Records from a collection:
►

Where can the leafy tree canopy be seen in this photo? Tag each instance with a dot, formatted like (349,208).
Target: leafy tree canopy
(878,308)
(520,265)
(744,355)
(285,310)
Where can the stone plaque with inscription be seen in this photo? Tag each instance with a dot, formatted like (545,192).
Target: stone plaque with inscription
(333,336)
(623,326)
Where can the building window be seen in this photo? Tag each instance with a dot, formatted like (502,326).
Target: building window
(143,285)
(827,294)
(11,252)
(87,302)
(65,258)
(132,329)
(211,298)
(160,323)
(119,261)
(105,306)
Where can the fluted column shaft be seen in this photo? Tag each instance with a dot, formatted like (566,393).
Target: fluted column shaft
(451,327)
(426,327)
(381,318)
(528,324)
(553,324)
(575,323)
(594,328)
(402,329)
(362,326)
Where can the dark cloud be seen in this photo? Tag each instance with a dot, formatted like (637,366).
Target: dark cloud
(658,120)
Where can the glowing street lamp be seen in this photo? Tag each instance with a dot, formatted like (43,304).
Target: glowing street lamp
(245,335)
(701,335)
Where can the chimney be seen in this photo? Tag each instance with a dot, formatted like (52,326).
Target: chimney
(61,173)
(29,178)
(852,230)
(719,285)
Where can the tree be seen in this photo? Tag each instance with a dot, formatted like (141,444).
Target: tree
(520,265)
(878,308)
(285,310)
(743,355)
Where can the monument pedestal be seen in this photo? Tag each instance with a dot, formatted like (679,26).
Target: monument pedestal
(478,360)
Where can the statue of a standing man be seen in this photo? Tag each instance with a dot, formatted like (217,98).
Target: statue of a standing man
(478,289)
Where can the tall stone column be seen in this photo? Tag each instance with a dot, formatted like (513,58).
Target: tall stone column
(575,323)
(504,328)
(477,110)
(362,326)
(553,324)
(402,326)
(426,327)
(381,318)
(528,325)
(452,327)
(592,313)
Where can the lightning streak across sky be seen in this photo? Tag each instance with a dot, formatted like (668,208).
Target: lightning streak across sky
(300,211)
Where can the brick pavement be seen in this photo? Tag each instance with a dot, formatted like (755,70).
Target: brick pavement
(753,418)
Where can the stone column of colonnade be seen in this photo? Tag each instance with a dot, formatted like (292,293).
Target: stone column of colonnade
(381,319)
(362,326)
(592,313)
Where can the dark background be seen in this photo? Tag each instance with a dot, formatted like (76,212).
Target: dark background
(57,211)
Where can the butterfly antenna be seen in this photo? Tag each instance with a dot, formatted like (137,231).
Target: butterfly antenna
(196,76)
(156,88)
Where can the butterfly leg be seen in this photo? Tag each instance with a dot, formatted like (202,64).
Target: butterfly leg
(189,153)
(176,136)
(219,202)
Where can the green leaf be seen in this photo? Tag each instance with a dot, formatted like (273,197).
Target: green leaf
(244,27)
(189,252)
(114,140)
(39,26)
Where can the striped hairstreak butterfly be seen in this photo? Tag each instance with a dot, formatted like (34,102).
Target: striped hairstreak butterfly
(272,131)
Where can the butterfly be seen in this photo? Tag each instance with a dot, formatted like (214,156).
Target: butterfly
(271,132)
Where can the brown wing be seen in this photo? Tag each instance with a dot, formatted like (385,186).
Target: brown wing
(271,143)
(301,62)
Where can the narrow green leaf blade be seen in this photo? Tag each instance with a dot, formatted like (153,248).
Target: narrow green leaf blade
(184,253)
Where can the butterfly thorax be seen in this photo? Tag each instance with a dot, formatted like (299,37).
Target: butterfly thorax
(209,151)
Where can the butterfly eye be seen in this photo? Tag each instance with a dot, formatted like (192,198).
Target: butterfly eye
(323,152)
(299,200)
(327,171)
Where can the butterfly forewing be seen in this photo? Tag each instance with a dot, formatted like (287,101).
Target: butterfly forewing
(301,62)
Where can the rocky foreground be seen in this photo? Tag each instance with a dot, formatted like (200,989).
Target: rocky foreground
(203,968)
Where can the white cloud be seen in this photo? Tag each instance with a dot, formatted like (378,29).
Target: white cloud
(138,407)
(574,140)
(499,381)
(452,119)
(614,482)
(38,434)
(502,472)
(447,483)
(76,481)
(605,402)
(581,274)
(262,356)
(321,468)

◄

_Your goal_
Starting at the line that contains "Where can the white" and continuing through the last of the lines above, write those lines out again in full, keeping each request and its format sample unchanged. Increase every number in the answer point coordinates by 22.

_Correct response_
Where can the white cloud be seen in this photo? Tag each instance with a dot, formatted like (378,29).
Target: white cloud
(160,429)
(596,162)
(521,403)
(474,141)
(636,504)
(60,456)
(524,494)
(469,505)
(98,503)
(627,424)
(603,296)
(284,378)
(343,490)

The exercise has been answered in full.